» About this task
Exactly as written, please repeat the data that follows, but not the pictures.

Images for object localization:
>>
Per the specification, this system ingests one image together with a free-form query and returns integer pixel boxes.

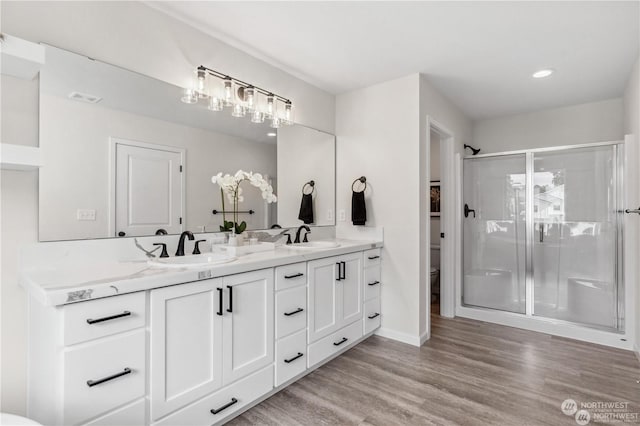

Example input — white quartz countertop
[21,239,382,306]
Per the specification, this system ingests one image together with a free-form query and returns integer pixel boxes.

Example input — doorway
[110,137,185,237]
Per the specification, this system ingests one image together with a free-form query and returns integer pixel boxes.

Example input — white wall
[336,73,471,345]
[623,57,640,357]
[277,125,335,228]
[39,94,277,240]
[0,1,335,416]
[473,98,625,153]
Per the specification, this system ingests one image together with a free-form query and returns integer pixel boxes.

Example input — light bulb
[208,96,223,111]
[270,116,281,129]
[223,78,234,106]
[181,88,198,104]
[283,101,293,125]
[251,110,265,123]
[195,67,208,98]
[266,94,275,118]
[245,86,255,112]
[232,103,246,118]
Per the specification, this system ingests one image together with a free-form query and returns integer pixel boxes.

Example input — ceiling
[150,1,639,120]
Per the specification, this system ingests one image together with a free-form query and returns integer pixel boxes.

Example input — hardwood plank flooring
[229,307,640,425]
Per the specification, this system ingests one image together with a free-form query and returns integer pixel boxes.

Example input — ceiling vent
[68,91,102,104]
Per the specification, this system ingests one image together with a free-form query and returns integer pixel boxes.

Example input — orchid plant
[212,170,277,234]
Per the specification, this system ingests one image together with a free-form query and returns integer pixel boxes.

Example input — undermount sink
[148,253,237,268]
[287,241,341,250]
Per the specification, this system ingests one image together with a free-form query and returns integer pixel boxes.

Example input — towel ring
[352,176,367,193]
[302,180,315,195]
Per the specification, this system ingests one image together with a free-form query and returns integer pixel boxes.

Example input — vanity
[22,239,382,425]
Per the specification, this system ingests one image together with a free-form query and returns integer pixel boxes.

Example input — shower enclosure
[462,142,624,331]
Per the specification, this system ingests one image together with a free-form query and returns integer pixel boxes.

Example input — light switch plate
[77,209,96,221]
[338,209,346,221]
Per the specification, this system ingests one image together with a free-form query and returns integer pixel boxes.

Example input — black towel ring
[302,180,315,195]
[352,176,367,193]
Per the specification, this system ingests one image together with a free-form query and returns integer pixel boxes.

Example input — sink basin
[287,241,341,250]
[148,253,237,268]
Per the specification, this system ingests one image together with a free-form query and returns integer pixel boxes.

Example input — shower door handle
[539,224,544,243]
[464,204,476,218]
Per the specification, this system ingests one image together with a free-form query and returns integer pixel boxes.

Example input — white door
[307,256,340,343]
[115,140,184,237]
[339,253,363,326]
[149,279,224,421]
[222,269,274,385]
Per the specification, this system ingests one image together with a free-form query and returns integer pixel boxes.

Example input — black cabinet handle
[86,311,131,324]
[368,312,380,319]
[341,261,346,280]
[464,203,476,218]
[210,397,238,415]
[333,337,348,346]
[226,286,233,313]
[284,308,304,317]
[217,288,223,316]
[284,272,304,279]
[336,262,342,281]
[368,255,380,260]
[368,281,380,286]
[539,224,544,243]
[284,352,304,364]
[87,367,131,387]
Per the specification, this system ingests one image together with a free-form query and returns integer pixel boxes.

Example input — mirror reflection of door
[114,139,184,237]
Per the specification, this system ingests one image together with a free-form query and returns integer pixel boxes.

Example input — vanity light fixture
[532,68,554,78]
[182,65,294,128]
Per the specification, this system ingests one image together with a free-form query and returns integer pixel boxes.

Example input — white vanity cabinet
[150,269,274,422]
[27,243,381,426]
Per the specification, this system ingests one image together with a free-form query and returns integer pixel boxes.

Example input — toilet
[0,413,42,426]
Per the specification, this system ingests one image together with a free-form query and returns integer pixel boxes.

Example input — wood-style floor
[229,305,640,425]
<<
» Solution to this problem
Per the specification, this system ingests one image together with a free-form query and returns integer pixel boxes.


Example input — white quartz countertop
[21,239,382,306]
Per the specification, this system ingests one image together with a free-form query and returns integer pixel boxes.

Example input — doorway
[110,137,185,237]
Per the specification, this system ingests one image together with a free-form query and returns integer pixel boxes.

Example input — white wall
[336,73,471,345]
[623,57,640,357]
[277,125,335,228]
[39,94,277,240]
[0,1,335,416]
[473,98,625,153]
Per the specification, this system ingests one image together with a free-form query and returns integer pixel boxes.

Example input — light bulb
[208,96,223,111]
[270,116,281,129]
[223,78,234,106]
[181,88,198,104]
[283,101,293,125]
[251,110,265,123]
[195,67,208,98]
[266,94,275,118]
[245,86,255,112]
[232,103,246,118]
Per the specification, this system ingests one image together with a free-form query and returns integer pixel boxes.

Example input — ceiling
[150,1,639,120]
Per the specification, this system ingests one image together with a free-form query and returns integer pixel boxes.

Example input — hardwood plank flooring
[229,307,640,425]
Per the specification, this system ingests one image together with a free-form query and returns integer pixel boxes.

Example input — ceiling vent
[68,91,102,104]
Per the specification, this system ingests one image together with a free-form query and returns integer pixel boxes.

Example input — orchid plant
[212,170,277,234]
Per the specification, this system ingests one image together with a free-form query and returns integer pixel boxes.

Example input — undermount sink
[148,253,237,268]
[287,241,341,250]
Per the specification, this system ingests one image together with a free-form query and returns integer pixel boxes.

Example input — towel ring
[352,176,367,193]
[302,180,315,195]
Per the specification, this system ingests one image together with a free-form query and returns integer pixel boxes.

Example input — vanity
[22,239,382,425]
Per the specification, this system ingests one image together with a free-form query and returns integer pixel boxes.

Example input — shower enclosure
[462,142,624,331]
Per the specification, this system ingests one image together with a free-form query and returns integer pixel boxes.

Example input — light switch plate
[77,209,96,221]
[338,209,346,221]
Per the specification, this system ingests one image together with a free-form query and returns integer pixel boxes.

Example input — black towel ring
[302,180,315,195]
[352,176,367,193]
Per the specification, this system ingests one image together with a free-form query and returns integer pixel boxes.

Example input — sink basin
[287,241,341,250]
[148,253,237,268]
Per the specification, this system ingests one image together with a free-form query and returns integer pixel boxes.

Example input — shower door handle
[539,224,544,243]
[464,204,476,218]
Per the specification, this system ingests one image together with a free-form query and returns integer pixel boxes.

Example input — white door
[307,256,340,343]
[115,140,184,237]
[339,253,363,326]
[149,279,224,421]
[222,269,274,385]
Per the specification, this system ingests one image together with a free-form query and returns integer pixel boxes.

Example input — black cabinet handle
[86,311,131,324]
[368,312,380,319]
[341,261,346,280]
[464,203,476,218]
[210,397,238,415]
[333,337,348,346]
[226,286,233,313]
[284,308,304,317]
[217,288,223,316]
[284,272,304,279]
[336,262,342,281]
[368,255,380,260]
[368,281,380,286]
[539,224,544,243]
[284,352,304,364]
[87,367,131,387]
Per the specification, this system ingests one image together with a free-form query and returns integer pixel boxes.

Example input — mirror reflection of door
[114,139,184,237]
Per the specification, this system ingests one image together with a free-form query and returns integer pixel boxes.

Example input — vanity light fixture
[532,68,554,78]
[182,65,294,128]
Per the specification, this system ingests one image together with a free-form query and returns integer pixel boxes.

Example input — white vanity cabinet
[150,269,274,422]
[27,243,381,426]
Per the specification, this system ingests one image together with a free-form query and returns integer pixel boxes.

Example input — toilet
[0,413,42,426]
Per the specification, this system ingests one image together with a free-form query and returns integer pixel boxes.

Example input — wood-style floor
[229,305,640,425]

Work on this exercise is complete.